Please copy every line in the rows below that contains the string "trees".

Stored dataset rows
#####
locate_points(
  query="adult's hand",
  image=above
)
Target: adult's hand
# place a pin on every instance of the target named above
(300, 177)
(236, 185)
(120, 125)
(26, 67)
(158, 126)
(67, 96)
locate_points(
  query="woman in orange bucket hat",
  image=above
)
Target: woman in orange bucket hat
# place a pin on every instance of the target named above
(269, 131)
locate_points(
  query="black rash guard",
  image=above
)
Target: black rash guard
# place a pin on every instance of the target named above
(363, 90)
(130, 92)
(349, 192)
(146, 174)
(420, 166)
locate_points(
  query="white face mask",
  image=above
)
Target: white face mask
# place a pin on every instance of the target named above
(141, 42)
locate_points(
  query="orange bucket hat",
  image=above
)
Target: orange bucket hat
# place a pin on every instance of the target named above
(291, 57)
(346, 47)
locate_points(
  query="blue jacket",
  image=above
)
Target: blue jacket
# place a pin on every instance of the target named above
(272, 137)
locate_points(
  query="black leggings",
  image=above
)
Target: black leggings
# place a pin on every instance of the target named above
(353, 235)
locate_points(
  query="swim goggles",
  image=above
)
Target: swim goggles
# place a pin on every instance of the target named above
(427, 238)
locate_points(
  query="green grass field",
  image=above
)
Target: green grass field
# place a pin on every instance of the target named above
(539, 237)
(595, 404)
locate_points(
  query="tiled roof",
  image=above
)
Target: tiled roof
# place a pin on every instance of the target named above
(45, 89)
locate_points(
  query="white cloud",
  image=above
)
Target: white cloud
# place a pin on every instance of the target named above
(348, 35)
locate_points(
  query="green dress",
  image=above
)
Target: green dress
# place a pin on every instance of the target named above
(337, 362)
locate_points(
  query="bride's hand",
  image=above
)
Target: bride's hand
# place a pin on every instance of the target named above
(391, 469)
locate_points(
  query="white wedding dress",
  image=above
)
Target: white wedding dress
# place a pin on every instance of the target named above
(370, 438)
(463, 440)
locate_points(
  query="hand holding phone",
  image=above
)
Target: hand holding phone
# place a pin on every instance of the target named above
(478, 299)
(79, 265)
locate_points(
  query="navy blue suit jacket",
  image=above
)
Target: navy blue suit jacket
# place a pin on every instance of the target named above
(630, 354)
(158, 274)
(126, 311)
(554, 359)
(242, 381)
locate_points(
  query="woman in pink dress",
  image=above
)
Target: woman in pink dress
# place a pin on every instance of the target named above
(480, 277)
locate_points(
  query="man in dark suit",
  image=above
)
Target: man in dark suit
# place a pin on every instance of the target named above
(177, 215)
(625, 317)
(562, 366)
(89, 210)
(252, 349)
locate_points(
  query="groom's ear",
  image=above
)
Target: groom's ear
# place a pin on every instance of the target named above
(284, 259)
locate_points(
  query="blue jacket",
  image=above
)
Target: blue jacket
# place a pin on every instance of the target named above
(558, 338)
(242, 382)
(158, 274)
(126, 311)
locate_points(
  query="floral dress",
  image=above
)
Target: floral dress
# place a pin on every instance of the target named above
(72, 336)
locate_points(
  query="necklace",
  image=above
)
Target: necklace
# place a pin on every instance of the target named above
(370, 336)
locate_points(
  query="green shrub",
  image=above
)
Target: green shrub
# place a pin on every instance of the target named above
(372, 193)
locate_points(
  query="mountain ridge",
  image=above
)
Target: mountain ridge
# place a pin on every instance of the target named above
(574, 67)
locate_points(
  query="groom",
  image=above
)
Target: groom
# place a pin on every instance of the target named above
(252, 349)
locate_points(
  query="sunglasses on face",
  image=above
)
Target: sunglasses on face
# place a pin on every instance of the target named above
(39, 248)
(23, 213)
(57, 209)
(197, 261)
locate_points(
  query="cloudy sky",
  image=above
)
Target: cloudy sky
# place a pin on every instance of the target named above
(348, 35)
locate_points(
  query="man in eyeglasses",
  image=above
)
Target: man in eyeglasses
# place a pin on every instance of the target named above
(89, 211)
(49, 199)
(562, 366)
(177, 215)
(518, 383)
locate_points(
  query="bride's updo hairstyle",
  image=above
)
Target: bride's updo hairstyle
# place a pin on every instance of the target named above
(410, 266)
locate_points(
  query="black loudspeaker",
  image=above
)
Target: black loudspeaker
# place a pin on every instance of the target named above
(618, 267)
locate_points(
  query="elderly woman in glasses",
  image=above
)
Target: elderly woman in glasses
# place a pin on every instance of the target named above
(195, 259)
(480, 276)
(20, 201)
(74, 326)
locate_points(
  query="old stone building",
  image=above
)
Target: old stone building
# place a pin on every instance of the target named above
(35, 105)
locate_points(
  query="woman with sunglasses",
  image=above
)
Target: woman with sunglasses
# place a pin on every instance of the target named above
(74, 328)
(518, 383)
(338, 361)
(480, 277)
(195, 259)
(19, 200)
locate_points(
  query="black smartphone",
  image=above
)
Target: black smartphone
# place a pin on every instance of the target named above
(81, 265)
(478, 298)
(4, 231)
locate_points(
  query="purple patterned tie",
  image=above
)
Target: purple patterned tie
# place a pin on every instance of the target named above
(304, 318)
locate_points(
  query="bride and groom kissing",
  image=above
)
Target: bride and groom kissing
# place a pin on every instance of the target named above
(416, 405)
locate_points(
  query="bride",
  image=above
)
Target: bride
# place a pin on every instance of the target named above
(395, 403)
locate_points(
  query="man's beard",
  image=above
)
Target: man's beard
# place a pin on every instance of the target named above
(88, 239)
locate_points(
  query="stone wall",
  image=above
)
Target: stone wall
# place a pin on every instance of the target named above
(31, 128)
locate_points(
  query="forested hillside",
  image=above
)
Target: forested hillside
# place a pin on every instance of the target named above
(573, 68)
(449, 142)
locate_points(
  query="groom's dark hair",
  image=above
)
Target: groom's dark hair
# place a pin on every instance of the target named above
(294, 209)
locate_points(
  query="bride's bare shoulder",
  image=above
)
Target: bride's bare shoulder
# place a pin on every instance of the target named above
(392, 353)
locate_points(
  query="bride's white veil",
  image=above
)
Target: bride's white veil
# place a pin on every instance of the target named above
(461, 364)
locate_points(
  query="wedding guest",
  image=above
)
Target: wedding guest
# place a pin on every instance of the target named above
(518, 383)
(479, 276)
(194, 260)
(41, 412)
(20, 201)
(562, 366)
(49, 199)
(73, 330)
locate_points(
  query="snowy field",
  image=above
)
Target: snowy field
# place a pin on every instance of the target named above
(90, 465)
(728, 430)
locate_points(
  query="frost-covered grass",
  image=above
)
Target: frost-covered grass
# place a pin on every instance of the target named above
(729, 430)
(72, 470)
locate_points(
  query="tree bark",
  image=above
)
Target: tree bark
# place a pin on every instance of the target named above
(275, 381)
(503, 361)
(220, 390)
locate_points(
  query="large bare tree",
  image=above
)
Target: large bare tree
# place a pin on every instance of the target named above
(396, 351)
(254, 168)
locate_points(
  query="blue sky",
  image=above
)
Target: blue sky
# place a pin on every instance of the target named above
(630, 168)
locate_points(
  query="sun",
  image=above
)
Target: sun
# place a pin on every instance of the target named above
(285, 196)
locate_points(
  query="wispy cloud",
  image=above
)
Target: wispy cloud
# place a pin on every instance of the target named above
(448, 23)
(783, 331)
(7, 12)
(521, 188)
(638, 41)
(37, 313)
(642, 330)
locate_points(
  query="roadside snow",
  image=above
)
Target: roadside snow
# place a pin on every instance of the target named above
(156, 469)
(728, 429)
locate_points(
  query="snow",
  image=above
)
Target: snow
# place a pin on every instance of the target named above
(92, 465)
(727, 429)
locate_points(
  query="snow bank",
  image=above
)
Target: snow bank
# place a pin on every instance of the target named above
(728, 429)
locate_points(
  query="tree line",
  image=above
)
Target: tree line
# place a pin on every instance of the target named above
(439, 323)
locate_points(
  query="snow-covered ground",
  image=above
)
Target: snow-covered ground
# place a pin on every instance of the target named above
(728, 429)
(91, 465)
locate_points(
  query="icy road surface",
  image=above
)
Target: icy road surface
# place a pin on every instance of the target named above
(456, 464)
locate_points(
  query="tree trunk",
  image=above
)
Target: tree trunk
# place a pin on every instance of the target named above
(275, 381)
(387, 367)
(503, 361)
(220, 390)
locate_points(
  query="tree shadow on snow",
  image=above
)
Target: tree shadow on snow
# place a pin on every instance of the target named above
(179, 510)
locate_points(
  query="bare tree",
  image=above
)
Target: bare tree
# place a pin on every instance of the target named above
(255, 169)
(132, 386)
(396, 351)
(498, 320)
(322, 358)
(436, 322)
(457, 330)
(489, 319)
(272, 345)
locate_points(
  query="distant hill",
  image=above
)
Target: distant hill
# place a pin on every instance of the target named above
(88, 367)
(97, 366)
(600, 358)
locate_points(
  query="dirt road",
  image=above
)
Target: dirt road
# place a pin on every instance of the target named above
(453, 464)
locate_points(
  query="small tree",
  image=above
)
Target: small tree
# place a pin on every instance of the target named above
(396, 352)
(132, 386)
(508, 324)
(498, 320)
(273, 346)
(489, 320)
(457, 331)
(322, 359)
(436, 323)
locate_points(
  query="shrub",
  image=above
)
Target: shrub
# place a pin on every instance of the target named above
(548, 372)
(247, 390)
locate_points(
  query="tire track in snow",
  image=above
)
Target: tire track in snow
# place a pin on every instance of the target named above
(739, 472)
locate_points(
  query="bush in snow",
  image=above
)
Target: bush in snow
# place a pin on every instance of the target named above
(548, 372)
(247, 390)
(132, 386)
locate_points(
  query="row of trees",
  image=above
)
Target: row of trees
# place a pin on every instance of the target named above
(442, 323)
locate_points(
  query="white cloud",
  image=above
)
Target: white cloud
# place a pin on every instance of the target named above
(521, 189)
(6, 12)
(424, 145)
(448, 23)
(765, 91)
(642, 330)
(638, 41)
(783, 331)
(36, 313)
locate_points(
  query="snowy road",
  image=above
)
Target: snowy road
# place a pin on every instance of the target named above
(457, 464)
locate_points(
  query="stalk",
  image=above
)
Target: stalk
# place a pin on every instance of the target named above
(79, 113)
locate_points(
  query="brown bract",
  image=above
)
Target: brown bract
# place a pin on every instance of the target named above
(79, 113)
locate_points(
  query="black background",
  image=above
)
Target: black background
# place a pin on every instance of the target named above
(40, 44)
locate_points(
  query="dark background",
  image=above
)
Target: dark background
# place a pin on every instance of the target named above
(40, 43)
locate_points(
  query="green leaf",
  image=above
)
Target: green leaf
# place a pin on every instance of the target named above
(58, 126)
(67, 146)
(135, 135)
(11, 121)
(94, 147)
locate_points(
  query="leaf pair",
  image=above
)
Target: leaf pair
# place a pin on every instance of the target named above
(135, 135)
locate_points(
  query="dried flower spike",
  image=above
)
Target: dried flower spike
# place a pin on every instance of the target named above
#####
§ **SOLUTION TO THIS PROBLEM**:
  query="row of trees",
Target: row of trees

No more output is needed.